- [TASK ITEM A] List every website, forum, or organization that the post on asynchronous and distributed file loading names.
- [TASK ITEM B]
Answer from the post on asynchronous and distributed file loading:
(i) Which dataset is being processed, and who provides it?
(ii) What download speed did the author get?
(iii) What producer and consumer setup did the earlier Channels article focus on?
- [TASK ITEM C] Please carry on the post on asynchronous and distributed file loading from its final sentence.

Asynchronous and Distributed File Loading

By: oxinabox.github.io

Re-posted from: https://white.ucc.asn.au/2018/07/14/Asynchronous-and-Distributed-File-Loading.html

Today we are going to look at loading large datasets in a asynchronous and distributed fashion.
In a lot of circumstances it is best to work with such datasets in an entirely distributed fashion,
but for this demonstration we will be assuming that that is not possible,
because you need to Channel it into some serial process.
But it doesn’t have to be the case.
Anyway, we use this to further introduce Channels and RemoteChannels.
I have blogged about Channels before,
you make wish to skim that first.
That article focused on single producer single consumer.
This post will focus on multiple producers, single consumer.
(though you’ll probably be able to workout multiple consumers from there, it is pretty semetrical).

This is an expanded explination of some code I originally posted this on the Julia Discourse.
I find the documentation on channels took me a bit to get my head around for this,
so I hope this extra example helps you to understand

We are wanting to process a large dataset.
In this case the Open Research Corpus, from Semantic Scholar.
Below is a DataDep that will download that.
It actually downloads really fast, because DataDeps.jl uses asyncs (roughly the same ones we’ll use later),
to trigger the downloads of each file in parallel.
I was getting around 70MB/s down which is pretty great.
Though those async’s were triggering the downloads in separate processes, so to an extent it is more like distributed programming than asynchronous – but without the asyncs julia would wait for each download to be complete before proceeding.
Julia’s distributed programming system is built on top of its asynchronous programming system in any case.

- [INFORMATION]
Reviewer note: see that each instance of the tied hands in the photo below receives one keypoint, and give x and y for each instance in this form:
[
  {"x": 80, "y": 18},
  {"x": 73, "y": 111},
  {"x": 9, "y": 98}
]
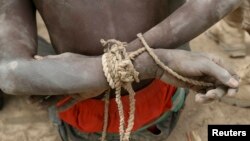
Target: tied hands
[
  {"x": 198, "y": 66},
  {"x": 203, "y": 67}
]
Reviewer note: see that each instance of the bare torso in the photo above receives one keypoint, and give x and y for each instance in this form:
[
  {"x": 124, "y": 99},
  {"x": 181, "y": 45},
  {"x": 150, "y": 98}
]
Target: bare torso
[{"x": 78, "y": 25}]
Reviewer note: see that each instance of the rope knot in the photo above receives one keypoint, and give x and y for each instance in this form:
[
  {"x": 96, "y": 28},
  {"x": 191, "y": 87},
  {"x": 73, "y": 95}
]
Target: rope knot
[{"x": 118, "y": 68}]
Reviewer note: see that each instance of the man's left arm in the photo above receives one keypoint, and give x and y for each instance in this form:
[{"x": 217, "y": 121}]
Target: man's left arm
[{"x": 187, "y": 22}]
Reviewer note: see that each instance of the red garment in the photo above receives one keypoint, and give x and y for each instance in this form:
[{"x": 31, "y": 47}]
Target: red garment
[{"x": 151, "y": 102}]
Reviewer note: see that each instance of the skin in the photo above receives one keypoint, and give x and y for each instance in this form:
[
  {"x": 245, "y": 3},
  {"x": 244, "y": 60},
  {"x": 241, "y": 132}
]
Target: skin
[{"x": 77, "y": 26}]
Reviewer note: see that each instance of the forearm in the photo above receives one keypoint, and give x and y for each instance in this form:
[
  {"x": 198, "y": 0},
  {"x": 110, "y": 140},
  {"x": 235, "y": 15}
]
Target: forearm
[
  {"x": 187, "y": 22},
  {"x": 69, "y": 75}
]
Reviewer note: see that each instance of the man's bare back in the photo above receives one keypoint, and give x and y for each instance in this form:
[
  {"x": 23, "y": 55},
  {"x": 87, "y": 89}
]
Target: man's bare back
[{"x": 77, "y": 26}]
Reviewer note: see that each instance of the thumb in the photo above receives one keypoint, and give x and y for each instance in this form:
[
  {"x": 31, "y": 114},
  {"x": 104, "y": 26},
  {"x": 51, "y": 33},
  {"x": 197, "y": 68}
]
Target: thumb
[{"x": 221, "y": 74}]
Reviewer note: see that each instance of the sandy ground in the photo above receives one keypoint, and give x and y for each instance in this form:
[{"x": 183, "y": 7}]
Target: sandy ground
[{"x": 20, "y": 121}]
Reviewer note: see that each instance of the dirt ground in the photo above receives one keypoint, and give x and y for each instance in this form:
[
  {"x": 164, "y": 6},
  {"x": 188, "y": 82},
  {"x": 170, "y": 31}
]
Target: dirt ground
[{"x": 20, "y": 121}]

...

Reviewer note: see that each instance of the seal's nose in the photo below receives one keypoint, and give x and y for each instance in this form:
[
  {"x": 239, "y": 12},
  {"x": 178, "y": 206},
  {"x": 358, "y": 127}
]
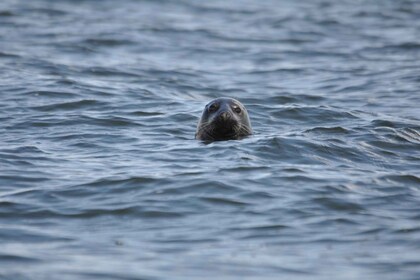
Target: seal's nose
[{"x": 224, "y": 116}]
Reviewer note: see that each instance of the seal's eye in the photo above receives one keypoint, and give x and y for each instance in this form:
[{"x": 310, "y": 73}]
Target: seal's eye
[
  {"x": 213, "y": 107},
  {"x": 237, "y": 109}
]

---

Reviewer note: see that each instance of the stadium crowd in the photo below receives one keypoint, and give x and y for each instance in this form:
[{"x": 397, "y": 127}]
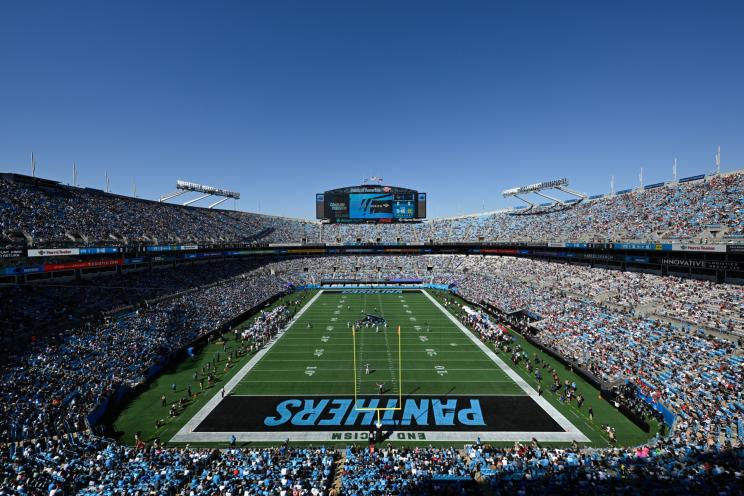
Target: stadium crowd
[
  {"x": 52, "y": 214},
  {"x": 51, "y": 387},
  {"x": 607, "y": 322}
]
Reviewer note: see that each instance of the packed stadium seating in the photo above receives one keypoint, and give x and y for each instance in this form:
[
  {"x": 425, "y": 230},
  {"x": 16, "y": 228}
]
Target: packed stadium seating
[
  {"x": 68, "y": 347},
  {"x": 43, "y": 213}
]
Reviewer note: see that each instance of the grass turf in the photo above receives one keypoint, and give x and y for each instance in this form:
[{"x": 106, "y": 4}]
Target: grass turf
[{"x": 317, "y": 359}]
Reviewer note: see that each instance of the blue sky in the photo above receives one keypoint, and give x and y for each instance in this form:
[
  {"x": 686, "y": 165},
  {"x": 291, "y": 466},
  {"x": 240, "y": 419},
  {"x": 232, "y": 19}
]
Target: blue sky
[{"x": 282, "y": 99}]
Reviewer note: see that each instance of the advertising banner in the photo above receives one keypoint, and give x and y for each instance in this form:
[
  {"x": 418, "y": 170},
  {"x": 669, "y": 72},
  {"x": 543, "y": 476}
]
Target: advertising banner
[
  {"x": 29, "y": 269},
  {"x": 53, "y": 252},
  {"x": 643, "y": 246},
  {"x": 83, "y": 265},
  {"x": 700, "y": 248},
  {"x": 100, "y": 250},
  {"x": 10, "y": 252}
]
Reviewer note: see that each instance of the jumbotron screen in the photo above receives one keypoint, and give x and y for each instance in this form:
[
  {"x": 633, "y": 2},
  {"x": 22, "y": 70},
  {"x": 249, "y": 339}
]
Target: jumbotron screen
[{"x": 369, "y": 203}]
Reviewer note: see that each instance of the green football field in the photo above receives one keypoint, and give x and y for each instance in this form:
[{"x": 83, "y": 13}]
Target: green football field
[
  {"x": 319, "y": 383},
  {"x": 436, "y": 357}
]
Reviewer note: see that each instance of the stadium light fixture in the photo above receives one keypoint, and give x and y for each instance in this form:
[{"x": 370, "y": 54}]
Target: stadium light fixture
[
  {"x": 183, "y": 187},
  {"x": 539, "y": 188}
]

- [EXERCISE RESULT A] oxinabox.github.io; white.ucc.asn.au; the Julia Discourse; Semantic Scholar

- [EXERCISE RESULT B]
(i) The Open Research Corpus, from Semantic Scholar.
(ii) Around 70MB/s.
(iii) Single producer, single consumer.

- [EXERCISE RESULT C]
Input:

addprocs(8) # Loading up processors first so they get all the modules
@everywhere using WordTokenizers
@everywhere using CodecZlib
@everywhere using JSON
@everywhere using Glob
@everywhere using Base.Iterators
@everywhere const BUFFER_SIZE = 2^10
@everywhere using DataDeps


register(DataDep(
    "Open Research Corpus",
"""
Dataset License Agreement
This Dataset License Agreement (“License”) is a legal agreement between you and the Allen Institute for Artificial Intelligence (“AI” or “we”) for Data made available to the individual or entity exercising the licensed rights under this License (“You” or “Your”). “Data” includes all text, data, information, source code, and any related materials, documentation, files, media, and any updates or revisions We may provide.
By exercising any of the licensed rights below, You accept and agree to be bound by the terms and conditions of this License. To the extent this License may be interpreted as a contract, You are granted the licensed rights in consideration of Your acceptance of these terms and conditions, and We grant You such rights in consideration of benefits that We receive from making the Data available under these terms and conditions. If You do not agree to the License, You may not use the Data. Subject to the conditions of this License, AI grants You a worldwide, royalty-free, non-sublicensable, non-exclusive, irrevocable (except as described herein) license under AI’s copyright rights, solely for non-commercial research and non-commercial educational purposes, to copy, reproduce, prepare derivate works of, perform, perform publicly, display, adapt, modify, distribute, and otherwise use this Data.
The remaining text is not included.